Understanding how to balance your diet to give you the right amount of satiety (fullness) – while not letting your hunger go wild – is the key to feeling in control of your diet.

What foods influence your metabolism and hunger, and how you can make food work for you?

What Is A Calorie?

We often think of calories as something we eat, but, the truth is, a calorie is simply a unit of energy.

The total amount of calories are determined by adding up the calories provided by the individual components of the food. This means determining the amount of energy from the protein, carbohydrates, fat, and alcohol.

This method works because the calories in a gram of protein, carbohydrates, fat, and alcohol remain constant. Each macronutrient has the following caloric values:

  • 1 gram of protein = 4 calories

  • 1 gram of carbohydrates = 4 calories

  • 1 gram of fat = 9 calories

  • 1 gram of alcohol = 7 calories

That’s how you add up the calories in your food. But, that’s not the entire story. As you’re about to find out, macronutrients are metabolized differently, which is why all calories are not equal. Some foods (like protein) burn more calories during digestion, and other foods (like the fibre in your carbs), affect hunger and appetite.

Understanding how to balance your diet to give you the right amount of satiety – while not letting your hunger go wild – is the key to feeling in control of your diet.

Why Calories Are Not Equal (And What It Means For Your Meals)

The confusion about calories is less about how many grams are in a particular food after it’s cooked or when it’s in a package, and more about how your body makes use of those calories once you eat and digest food.

The human body is the greatest machine ever built. You need a certain number of calories to carry out every day functions like breathing, walking, and thinking. And because your very survival depends on calories, your body processes foods differently to help fuel all of your needs.

To understand how you gain and lose weight, you need to think about energy balance, which is the old calories in vs. calories out debate.

Although many things can impact energy balance, the type of calories you consume plays a large role. That’s why all calories aren’t equal.

Your daily metabolic rate is influenced by many things. The three main components are:

  • Basal metabolic rate (BMR): This is the amount of energy your body needs to work.

  • Thermic effect of food (TEF): This is the amount of energy you burn when you eat.

  • Exercise and activity: This is the calories you burn from movement and exercise. You can split this into different categories, such as NEAT (thins like moving around and fidgeting) and your traditional workouts.

What most people don’t realize is that 65 to 80 percent of the calories you burn every day is from your basal metabolic rate. Physical activity and the foods you eat make up the remainder of your metabolism, but that doesn’t mean they’re insignificant.

Protein, carbs, and fat are all metabolized differently. Eating 100 calories of protein is different than eating 100 calories of carbs because protein has a higher thermic effect of food (TEF).

When you eat protein, up to 30 percent of the calories can be burned. In the example above, if you ate 100 calories of protein, roughly 70 calories would hit your body because 30 calories would be burned as a result of the protein’s high TEF.

In other words, the greater the TEF, the more this will influence the “calories out” portion of the calories in minus calories out equation (because not all of those calories will end up in your body and stored). Comparatively, carbs have a TEF of just 5 to 10 percent, and fat is usually around 3 to 5 percent.

This is one reason why higher protein diets tend to be associated with weight loss and maintenance.

________________________

_What you need to do_.
[a] In the passage on calories, what share of the calories you burn each day comes from your basal metabolic rate?
[b] Duplicate the passage on calories word for word, from "When you eat protein, up" up to and including "to 5 percent.".
The lines are separate material and have nothing to do with the passage on calories.

________________________

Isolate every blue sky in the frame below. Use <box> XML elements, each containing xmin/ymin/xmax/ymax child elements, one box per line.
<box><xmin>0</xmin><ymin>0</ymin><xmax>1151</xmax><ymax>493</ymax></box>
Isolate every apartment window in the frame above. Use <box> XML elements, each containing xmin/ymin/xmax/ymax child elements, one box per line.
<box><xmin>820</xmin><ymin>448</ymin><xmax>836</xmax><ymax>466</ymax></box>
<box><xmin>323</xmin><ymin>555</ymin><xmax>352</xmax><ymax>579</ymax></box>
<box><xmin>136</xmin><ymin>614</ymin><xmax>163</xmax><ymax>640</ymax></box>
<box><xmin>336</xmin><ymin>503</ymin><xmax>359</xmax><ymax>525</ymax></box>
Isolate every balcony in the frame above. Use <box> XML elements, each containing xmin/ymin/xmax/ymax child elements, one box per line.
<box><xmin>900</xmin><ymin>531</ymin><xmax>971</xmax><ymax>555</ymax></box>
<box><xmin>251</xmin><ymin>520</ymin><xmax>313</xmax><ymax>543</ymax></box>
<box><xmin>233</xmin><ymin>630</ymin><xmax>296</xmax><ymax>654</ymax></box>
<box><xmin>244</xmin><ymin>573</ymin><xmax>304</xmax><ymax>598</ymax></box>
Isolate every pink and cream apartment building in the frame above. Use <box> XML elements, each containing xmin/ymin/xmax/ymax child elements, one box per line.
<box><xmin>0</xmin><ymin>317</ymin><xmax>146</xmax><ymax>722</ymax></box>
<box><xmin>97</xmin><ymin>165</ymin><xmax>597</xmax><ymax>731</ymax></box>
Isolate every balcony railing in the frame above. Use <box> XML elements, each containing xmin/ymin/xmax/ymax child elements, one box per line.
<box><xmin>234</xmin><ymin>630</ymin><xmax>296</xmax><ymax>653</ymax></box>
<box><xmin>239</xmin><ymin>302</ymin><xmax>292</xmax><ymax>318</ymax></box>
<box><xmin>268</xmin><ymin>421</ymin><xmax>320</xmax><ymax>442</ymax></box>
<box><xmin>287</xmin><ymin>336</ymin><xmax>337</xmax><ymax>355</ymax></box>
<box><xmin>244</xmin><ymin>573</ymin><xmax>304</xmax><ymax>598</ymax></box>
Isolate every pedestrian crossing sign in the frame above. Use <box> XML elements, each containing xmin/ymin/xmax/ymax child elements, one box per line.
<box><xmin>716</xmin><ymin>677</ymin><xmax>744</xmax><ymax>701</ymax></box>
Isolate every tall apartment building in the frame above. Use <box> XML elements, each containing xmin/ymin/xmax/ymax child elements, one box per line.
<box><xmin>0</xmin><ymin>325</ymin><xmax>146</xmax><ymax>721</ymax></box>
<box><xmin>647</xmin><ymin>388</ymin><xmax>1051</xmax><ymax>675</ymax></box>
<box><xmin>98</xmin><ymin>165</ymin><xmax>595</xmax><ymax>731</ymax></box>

________________________

_Answer section_.
[a] 65 to 80 percent.

[b]
When you eat protein, up to 30 percent of the calories can be burned. In the example above, if you ate 100 calories of protein, roughly 70 calories would hit your body because 30 calories would be burned as a result of the protein’s high TEF.

In other words, the greater the TEF, the more this will influence the “calories out” portion of the calories in minus calories out equation (because not all of those calories will end up in your body and stored). Comparatively, carbs have a TEF of just 5 to 10 percent, and fat is usually around 3 to 5 percent.